» Problem to work on
Format every line of the items below as a JSON list of strings, one string per line, leaving out blank lines.

┌─ Supplied records

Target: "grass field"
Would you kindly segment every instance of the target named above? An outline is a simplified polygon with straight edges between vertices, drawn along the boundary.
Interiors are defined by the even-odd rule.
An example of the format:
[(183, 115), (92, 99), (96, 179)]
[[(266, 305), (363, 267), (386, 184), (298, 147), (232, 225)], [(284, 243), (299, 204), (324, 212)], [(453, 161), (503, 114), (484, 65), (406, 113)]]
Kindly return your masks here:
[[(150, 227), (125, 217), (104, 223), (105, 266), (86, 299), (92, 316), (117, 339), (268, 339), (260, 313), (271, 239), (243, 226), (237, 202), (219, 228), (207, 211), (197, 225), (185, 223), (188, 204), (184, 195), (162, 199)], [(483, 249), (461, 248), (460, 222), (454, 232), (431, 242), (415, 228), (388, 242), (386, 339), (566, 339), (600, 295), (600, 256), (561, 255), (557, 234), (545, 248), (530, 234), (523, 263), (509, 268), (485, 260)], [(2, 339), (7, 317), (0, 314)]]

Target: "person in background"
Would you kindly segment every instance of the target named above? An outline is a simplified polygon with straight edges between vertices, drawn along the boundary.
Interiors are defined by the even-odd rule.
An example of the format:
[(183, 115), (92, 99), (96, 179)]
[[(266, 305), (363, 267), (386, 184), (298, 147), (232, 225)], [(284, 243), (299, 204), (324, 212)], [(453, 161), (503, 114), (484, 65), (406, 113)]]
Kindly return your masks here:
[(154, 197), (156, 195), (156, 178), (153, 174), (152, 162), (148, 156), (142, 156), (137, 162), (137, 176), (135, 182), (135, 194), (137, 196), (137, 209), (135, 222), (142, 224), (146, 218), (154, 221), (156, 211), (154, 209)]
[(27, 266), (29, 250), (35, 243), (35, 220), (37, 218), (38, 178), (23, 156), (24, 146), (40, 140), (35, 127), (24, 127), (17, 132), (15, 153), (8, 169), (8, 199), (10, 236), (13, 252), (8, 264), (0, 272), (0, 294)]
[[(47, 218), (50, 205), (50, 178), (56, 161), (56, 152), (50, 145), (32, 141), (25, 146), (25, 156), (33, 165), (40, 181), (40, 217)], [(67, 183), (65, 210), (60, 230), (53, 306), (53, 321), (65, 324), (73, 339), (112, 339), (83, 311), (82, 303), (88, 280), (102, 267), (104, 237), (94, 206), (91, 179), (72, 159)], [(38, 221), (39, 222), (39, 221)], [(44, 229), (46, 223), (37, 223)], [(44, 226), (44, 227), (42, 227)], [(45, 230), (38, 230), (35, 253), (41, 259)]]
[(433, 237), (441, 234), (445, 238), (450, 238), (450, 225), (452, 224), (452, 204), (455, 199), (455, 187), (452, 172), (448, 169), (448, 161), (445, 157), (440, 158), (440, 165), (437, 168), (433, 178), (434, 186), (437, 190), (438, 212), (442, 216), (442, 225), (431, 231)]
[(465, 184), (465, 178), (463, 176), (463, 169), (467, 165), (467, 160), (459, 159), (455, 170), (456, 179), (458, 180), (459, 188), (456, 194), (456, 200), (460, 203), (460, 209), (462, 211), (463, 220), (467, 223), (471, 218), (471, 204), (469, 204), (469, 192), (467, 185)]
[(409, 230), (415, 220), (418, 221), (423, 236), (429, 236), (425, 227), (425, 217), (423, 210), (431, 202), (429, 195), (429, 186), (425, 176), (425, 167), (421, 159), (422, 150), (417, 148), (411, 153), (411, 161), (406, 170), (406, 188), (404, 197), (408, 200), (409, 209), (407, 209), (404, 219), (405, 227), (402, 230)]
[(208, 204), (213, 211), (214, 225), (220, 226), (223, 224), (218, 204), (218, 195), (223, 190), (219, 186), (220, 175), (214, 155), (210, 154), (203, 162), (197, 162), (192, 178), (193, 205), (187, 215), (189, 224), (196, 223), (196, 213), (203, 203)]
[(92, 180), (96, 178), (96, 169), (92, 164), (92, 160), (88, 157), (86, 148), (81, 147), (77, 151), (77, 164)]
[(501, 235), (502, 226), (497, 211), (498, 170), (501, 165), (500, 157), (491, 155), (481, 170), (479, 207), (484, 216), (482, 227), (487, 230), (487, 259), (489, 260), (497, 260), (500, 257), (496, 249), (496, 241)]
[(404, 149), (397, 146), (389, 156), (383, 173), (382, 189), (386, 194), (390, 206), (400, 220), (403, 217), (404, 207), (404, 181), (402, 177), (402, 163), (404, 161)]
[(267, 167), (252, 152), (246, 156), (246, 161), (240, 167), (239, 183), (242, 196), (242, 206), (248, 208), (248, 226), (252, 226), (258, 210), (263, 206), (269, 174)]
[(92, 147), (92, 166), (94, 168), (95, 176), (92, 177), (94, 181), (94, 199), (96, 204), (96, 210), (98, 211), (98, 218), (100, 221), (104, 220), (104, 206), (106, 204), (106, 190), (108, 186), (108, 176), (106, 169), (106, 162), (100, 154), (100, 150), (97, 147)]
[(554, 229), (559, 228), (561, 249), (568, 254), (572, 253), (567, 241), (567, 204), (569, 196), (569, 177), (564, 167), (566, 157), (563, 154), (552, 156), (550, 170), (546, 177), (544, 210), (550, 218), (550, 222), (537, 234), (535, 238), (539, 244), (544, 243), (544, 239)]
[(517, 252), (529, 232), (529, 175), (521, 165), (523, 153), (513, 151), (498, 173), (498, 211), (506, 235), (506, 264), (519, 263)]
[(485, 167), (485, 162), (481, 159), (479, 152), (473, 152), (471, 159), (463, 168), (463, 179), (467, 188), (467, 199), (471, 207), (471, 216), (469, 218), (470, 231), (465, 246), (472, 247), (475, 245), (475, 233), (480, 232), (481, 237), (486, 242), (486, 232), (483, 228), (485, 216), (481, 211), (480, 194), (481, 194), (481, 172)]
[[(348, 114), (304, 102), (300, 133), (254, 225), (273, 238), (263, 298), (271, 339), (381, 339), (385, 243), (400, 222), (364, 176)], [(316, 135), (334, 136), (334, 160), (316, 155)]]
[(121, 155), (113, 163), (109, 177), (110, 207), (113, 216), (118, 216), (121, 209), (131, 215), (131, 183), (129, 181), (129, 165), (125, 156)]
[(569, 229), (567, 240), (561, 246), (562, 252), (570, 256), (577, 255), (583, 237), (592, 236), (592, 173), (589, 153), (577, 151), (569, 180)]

└─

» Exercise response
[
  "Target: \"grass field\"",
  "Would you kindly segment every instance of the target named above? An outline is a simplified polygon with straight edges between vertices, drawn along the boundary.",
  "Interiors are defined by the even-odd rule.",
  "An example of the format:",
  "[(183, 115), (92, 99), (96, 179)]",
  "[[(266, 305), (363, 267), (386, 184), (298, 147), (232, 225)], [(284, 243), (299, 204), (324, 212)], [(453, 161), (503, 114), (484, 65), (406, 113)]]",
  "Kindly return your masks here:",
  "[[(150, 227), (125, 217), (104, 223), (105, 266), (86, 299), (92, 316), (117, 339), (268, 339), (260, 313), (271, 239), (243, 226), (237, 202), (219, 228), (207, 211), (197, 225), (185, 223), (188, 204), (184, 195), (162, 199)], [(483, 249), (461, 248), (460, 222), (454, 232), (431, 242), (415, 228), (388, 242), (386, 339), (566, 339), (600, 295), (600, 256), (561, 255), (557, 234), (545, 248), (530, 234), (523, 263), (509, 268), (485, 260)], [(2, 339), (7, 317), (0, 314)]]",
  "Target: \"person in background\"",
  "Would you kindly segment every instance of the target named above? An outline is a simplified polygon with straight edges between vertices, drawn along the boundary.",
  "Interiors are defined by the even-odd rule.",
  "An example of the format:",
  "[(183, 115), (92, 99), (96, 179)]",
  "[[(266, 305), (363, 267), (386, 184), (298, 147), (232, 225)], [(284, 243), (299, 204), (324, 212)], [(453, 161), (503, 114), (484, 65), (406, 113)]]",
  "Kindly return your masks here:",
  "[(154, 197), (156, 195), (156, 178), (153, 174), (152, 162), (148, 156), (142, 156), (137, 162), (137, 176), (135, 182), (135, 194), (137, 196), (137, 209), (135, 222), (142, 224), (146, 218), (154, 221), (156, 211), (154, 209)]",
  "[(27, 266), (29, 250), (35, 243), (35, 220), (37, 218), (38, 178), (23, 156), (24, 146), (40, 140), (35, 127), (24, 127), (17, 132), (15, 153), (8, 169), (8, 199), (10, 236), (13, 252), (8, 264), (0, 272), (0, 294)]",
  "[[(47, 218), (50, 205), (50, 178), (56, 161), (56, 152), (50, 145), (32, 141), (25, 146), (25, 156), (33, 165), (40, 181), (40, 217)], [(67, 183), (65, 210), (60, 230), (53, 306), (53, 321), (65, 324), (73, 339), (112, 339), (83, 311), (82, 303), (88, 280), (102, 267), (104, 237), (94, 206), (91, 179), (72, 159)], [(38, 221), (39, 222), (39, 221)], [(44, 229), (46, 223), (37, 223)], [(44, 226), (44, 227), (42, 227)], [(45, 230), (38, 230), (35, 253), (41, 259)]]",
  "[(433, 237), (441, 234), (445, 238), (450, 238), (450, 225), (452, 224), (452, 204), (455, 199), (455, 187), (452, 172), (448, 169), (448, 161), (445, 157), (440, 158), (440, 165), (437, 168), (433, 178), (434, 186), (437, 190), (438, 212), (442, 216), (442, 225), (431, 231)]",
  "[(465, 184), (465, 178), (463, 176), (463, 169), (467, 165), (467, 160), (459, 159), (455, 170), (456, 179), (458, 180), (459, 188), (456, 194), (456, 200), (460, 203), (460, 209), (462, 211), (463, 220), (467, 223), (471, 218), (471, 204), (469, 204), (469, 192), (467, 185)]",
  "[(409, 230), (415, 220), (418, 221), (423, 236), (429, 236), (425, 227), (425, 217), (423, 210), (431, 202), (429, 195), (429, 186), (425, 176), (425, 167), (421, 159), (422, 150), (417, 148), (411, 153), (411, 161), (406, 170), (406, 188), (404, 197), (408, 200), (409, 209), (407, 209), (404, 219), (405, 227), (402, 230)]",
  "[(208, 204), (213, 211), (214, 225), (220, 226), (223, 224), (218, 204), (218, 195), (223, 190), (219, 186), (220, 175), (214, 155), (210, 154), (203, 162), (197, 162), (192, 178), (193, 205), (187, 215), (189, 224), (196, 223), (196, 213), (203, 203)]",
  "[(92, 180), (96, 178), (96, 169), (92, 164), (92, 160), (88, 157), (86, 148), (81, 147), (77, 151), (77, 164)]",
  "[(501, 235), (502, 226), (497, 211), (498, 170), (501, 165), (500, 157), (491, 155), (481, 170), (479, 207), (484, 216), (482, 227), (487, 230), (487, 259), (489, 260), (497, 260), (500, 257), (496, 249), (496, 241)]",
  "[(404, 149), (397, 146), (389, 156), (383, 173), (382, 189), (386, 194), (390, 206), (400, 220), (403, 217), (404, 207), (404, 181), (402, 177), (402, 163), (404, 161)]",
  "[(267, 167), (252, 152), (246, 156), (246, 161), (240, 167), (239, 183), (242, 196), (242, 206), (248, 208), (248, 226), (252, 226), (258, 210), (263, 206), (269, 174)]",
  "[(92, 147), (92, 166), (94, 168), (95, 176), (92, 177), (94, 181), (94, 199), (96, 204), (96, 210), (98, 211), (98, 218), (100, 221), (104, 220), (104, 206), (106, 204), (106, 190), (108, 186), (108, 176), (106, 169), (106, 162), (100, 154), (100, 150), (97, 147)]",
  "[(554, 229), (559, 228), (561, 249), (568, 254), (572, 253), (567, 241), (567, 204), (569, 196), (569, 177), (564, 167), (566, 157), (563, 154), (552, 156), (550, 170), (546, 177), (544, 210), (550, 218), (550, 222), (537, 234), (535, 238), (539, 244), (544, 243), (544, 239)]",
  "[(517, 252), (529, 232), (529, 175), (521, 165), (523, 153), (513, 151), (498, 173), (498, 211), (506, 235), (506, 264), (519, 263)]",
  "[(485, 167), (485, 162), (481, 159), (479, 152), (473, 152), (471, 159), (463, 168), (463, 179), (467, 188), (467, 199), (471, 207), (471, 216), (469, 218), (470, 231), (465, 246), (472, 247), (475, 245), (475, 233), (480, 232), (481, 237), (486, 242), (486, 232), (483, 228), (485, 216), (481, 211), (480, 194), (481, 194), (481, 172)]",
  "[[(348, 114), (304, 102), (300, 133), (254, 225), (273, 238), (263, 298), (271, 339), (381, 339), (385, 243), (400, 222), (364, 176)], [(316, 135), (334, 136), (334, 160), (316, 155)]]",
  "[(121, 155), (113, 163), (109, 177), (110, 207), (113, 216), (118, 216), (121, 209), (131, 215), (131, 183), (129, 181), (129, 165), (125, 156)]",
  "[(569, 229), (567, 240), (561, 246), (562, 252), (570, 256), (577, 255), (583, 237), (592, 236), (592, 173), (589, 153), (577, 151), (569, 180)]"
]